**PROBLEM:** Copy the full set of lines exactly as given.
— Start of DATA ENTRIES —
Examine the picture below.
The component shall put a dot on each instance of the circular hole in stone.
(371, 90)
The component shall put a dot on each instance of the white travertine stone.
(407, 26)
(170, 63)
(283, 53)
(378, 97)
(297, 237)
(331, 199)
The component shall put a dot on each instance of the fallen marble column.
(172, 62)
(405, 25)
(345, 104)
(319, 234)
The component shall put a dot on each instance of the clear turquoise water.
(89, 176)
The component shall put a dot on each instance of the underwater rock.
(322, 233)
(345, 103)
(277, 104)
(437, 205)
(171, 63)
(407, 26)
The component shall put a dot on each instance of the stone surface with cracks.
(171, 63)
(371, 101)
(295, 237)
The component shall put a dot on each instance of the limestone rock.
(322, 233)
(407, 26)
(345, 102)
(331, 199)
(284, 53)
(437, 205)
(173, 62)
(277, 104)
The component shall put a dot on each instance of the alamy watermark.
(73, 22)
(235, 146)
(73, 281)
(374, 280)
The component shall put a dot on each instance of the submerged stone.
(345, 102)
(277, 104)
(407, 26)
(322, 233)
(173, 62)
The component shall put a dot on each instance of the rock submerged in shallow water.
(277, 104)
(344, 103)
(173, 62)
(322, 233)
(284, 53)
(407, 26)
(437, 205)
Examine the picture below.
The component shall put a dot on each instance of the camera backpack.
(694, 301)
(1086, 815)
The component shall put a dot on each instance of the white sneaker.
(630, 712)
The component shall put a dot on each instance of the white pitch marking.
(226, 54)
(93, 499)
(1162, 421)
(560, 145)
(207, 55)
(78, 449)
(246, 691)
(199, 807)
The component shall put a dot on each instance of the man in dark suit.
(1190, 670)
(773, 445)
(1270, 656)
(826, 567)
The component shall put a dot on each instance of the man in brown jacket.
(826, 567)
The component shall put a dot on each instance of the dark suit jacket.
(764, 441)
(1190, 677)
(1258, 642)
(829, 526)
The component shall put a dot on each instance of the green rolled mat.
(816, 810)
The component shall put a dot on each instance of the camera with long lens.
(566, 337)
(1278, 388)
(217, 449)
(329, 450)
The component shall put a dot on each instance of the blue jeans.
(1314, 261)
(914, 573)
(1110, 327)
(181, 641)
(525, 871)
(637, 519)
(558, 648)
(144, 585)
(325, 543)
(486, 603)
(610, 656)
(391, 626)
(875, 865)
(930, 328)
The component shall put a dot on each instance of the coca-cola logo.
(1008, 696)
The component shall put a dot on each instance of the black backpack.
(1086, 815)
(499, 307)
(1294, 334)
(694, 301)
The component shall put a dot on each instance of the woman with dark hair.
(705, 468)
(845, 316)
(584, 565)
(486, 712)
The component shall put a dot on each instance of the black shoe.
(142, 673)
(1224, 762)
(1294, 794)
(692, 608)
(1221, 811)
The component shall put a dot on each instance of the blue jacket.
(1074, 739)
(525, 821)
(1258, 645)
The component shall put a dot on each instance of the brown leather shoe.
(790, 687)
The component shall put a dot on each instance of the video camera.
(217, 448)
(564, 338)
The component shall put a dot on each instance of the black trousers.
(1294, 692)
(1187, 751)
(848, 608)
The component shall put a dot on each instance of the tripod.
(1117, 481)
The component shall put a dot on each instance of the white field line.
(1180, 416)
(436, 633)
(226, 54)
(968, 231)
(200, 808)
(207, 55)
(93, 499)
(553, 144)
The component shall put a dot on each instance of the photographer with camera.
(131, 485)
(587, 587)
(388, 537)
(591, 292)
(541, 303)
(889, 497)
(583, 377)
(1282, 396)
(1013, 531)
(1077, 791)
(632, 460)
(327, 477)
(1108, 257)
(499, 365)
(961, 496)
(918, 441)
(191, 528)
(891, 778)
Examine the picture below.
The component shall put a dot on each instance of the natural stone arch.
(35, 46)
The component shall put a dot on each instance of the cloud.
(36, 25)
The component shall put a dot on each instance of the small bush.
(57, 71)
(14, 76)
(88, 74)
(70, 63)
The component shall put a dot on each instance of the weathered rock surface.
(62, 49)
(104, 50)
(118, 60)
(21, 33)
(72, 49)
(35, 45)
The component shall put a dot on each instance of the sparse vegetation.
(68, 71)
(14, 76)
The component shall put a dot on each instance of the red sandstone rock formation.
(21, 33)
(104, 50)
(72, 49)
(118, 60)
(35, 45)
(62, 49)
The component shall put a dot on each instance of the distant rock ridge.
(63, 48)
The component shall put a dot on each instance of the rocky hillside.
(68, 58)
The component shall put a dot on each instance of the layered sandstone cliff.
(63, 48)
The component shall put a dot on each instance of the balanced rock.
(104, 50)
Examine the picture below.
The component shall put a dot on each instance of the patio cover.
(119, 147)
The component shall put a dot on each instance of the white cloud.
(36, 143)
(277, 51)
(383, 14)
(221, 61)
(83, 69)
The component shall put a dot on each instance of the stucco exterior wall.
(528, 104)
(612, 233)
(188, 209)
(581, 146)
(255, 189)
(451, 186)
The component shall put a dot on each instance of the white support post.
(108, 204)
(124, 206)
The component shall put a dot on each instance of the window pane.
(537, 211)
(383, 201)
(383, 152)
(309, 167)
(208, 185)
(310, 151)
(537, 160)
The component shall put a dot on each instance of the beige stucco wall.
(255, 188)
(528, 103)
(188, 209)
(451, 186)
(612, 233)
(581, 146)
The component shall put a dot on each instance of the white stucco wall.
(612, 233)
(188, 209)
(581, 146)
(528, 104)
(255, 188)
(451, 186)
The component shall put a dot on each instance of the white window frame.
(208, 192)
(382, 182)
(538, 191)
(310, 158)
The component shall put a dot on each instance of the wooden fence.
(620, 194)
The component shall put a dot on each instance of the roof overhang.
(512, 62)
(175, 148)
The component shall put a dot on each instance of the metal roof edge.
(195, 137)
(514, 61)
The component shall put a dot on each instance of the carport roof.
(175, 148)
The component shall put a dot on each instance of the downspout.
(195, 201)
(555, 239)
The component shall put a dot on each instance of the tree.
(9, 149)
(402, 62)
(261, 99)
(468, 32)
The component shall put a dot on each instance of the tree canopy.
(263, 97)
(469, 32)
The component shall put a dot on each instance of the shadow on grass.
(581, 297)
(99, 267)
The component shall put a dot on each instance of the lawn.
— End of DATA ENTRIES —
**RESPONSE:**
Examine the picture below.
The component shall put a dot on each instance of the circular hole in stone.
(371, 90)
The component shall put a dot on each instance of the white travertine stone.
(407, 26)
(170, 63)
(283, 53)
(378, 97)
(297, 237)
(331, 199)
The component shall put a dot on each instance of the fallen marble column.
(172, 62)
(405, 25)
(345, 104)
(319, 234)
The component shall put a dot on each instance of the clear turquoise water.
(89, 176)
The component shall put a dot on each instance of the underwater rock.
(322, 233)
(345, 103)
(277, 104)
(437, 205)
(171, 63)
(407, 26)
The component shall put a dot on each instance of the stone surface with cracks.
(171, 63)
(371, 101)
(295, 237)
The component shall put a dot on each instance of the limestone rock.
(322, 233)
(407, 26)
(345, 102)
(331, 199)
(284, 53)
(437, 205)
(173, 62)
(277, 104)
The component shall put a dot on each instance of the alamy watermark.
(73, 22)
(235, 146)
(73, 281)
(374, 280)
The component shall put a dot on each instance of the submerged stone.
(345, 102)
(277, 104)
(407, 26)
(322, 233)
(173, 62)
The component shall put a dot on each instance of the rock submerged in shallow water.
(277, 104)
(344, 103)
(173, 62)
(322, 233)
(284, 53)
(407, 26)
(437, 205)
Examine the picture below.
The component shall put a dot on each instance of the camera backpack.
(694, 301)
(1086, 815)
The component shall put a dot on each instance of the white sneaker.
(630, 712)
The component shall put a dot on each instance of the white pitch marking.
(226, 54)
(93, 499)
(1162, 421)
(560, 145)
(207, 55)
(78, 449)
(246, 691)
(199, 807)
The component shall put a dot on each instance of the man in dark suit.
(1190, 670)
(773, 445)
(1270, 656)
(826, 567)
The component shall put a dot on each instance of the man in brown jacket.
(826, 567)
The component shall put a dot on each instance of the dark suit jacket.
(764, 441)
(1190, 677)
(1258, 642)
(829, 526)
The component shall put a dot on each instance of the green rolled mat.
(816, 810)
The component shall put a dot on each instance of the camera with long lens.
(566, 337)
(1278, 388)
(217, 449)
(329, 450)
The component shall put a dot on each instance of the blue jeans.
(1314, 261)
(914, 573)
(1110, 327)
(181, 641)
(525, 871)
(637, 519)
(558, 648)
(144, 585)
(325, 543)
(486, 603)
(610, 656)
(391, 626)
(875, 865)
(930, 328)
The component shall put a dot on each instance of the coca-cola logo.
(1008, 696)
The component shall put a dot on each instance of the black backpack.
(1086, 815)
(499, 307)
(1294, 334)
(694, 301)
The component shall put a dot on each instance of the woman with dark hair.
(705, 468)
(845, 316)
(584, 565)
(486, 712)
The component shall put a dot on each instance of the black shoe.
(142, 673)
(1224, 762)
(1294, 794)
(692, 608)
(1221, 811)
The component shall put a dot on each instance of the blue jacket.
(1074, 739)
(525, 821)
(1258, 645)
The component shall put a dot on each instance of the brown leather shoe.
(790, 687)
The component shall put a dot on each instance of the video camera.
(217, 448)
(564, 338)
The component shall put a dot on each instance of the black trousers.
(1294, 692)
(1187, 751)
(848, 608)
The component shall put a dot on each instance of the tripod.
(1117, 481)
The component shall put a dot on each instance of the white field line.
(1180, 416)
(436, 633)
(226, 54)
(968, 231)
(200, 808)
(207, 55)
(93, 499)
(553, 144)
The component shall put a dot on each instance of the photographer with camera.
(131, 485)
(587, 587)
(388, 537)
(591, 292)
(541, 303)
(889, 497)
(583, 377)
(1282, 396)
(1013, 531)
(1077, 791)
(632, 460)
(327, 477)
(1108, 257)
(499, 365)
(961, 496)
(918, 441)
(191, 528)
(891, 778)
Examine the picture below.
The component shall put a dot on each instance of the natural stone arch.
(35, 46)
The component shall put a dot on each instance of the cloud.
(36, 25)
The component shall put a dot on each instance of the small bush.
(57, 71)
(14, 76)
(88, 74)
(70, 63)
The component shall put a dot on each instance of the weathered rock surface.
(62, 49)
(104, 50)
(118, 60)
(21, 33)
(72, 49)
(35, 45)
The component shall put a dot on each instance of the sparse vegetation.
(68, 71)
(14, 76)
The component shall put a dot on each instance of the red sandstone rock formation.
(21, 33)
(104, 50)
(72, 49)
(118, 60)
(35, 45)
(62, 49)
The component shall put a dot on each instance of the distant rock ridge.
(63, 48)
The component shall put a dot on each instance of the rocky hillside.
(68, 58)
The component shall put a dot on each instance of the layered sandstone cliff.
(63, 48)
The component shall put a dot on each instance of the balanced rock.
(104, 50)
Examine the picture below.
The component shall put a dot on each instance of the patio cover.
(119, 147)
The component shall put a dot on each instance of the white cloud.
(36, 143)
(277, 51)
(383, 14)
(221, 61)
(83, 69)
The component shall put a dot on each instance of the stucco exterior wall.
(528, 104)
(612, 233)
(188, 209)
(581, 146)
(255, 189)
(451, 186)
The component shall put a dot on each instance of the white support post.
(108, 204)
(124, 206)
The component shall put a dot on each instance of the window pane.
(537, 211)
(383, 201)
(383, 152)
(309, 167)
(208, 185)
(310, 151)
(537, 160)
The component shall put a dot on each instance of the beige stucco wall.
(255, 188)
(528, 103)
(188, 209)
(451, 186)
(612, 233)
(581, 146)
The component shall put a dot on each instance of the white stucco wall.
(612, 233)
(188, 209)
(581, 146)
(528, 104)
(255, 188)
(451, 186)
The component shall put a dot on each instance of the white window frame.
(208, 192)
(382, 182)
(538, 191)
(310, 158)
The component shall put a dot on each instance of the wooden fence.
(620, 194)
The component shall put a dot on each instance of the roof overhang.
(512, 62)
(175, 148)
The component shall put a dot on each instance of the metal roof edge.
(195, 137)
(514, 61)
The component shall put a dot on each instance of the carport roof.
(175, 148)
The component shall put a dot on each instance of the downspout.
(195, 201)
(555, 239)
The component shall put a dot on each instance of the tree.
(9, 149)
(402, 62)
(261, 99)
(468, 32)
The component shall put a dot on each instance of the tree canopy.
(263, 97)
(469, 32)
The component shall put a dot on each instance of the shadow on grass.
(581, 297)
(99, 267)
The component shall put a dot on each instance of the lawn.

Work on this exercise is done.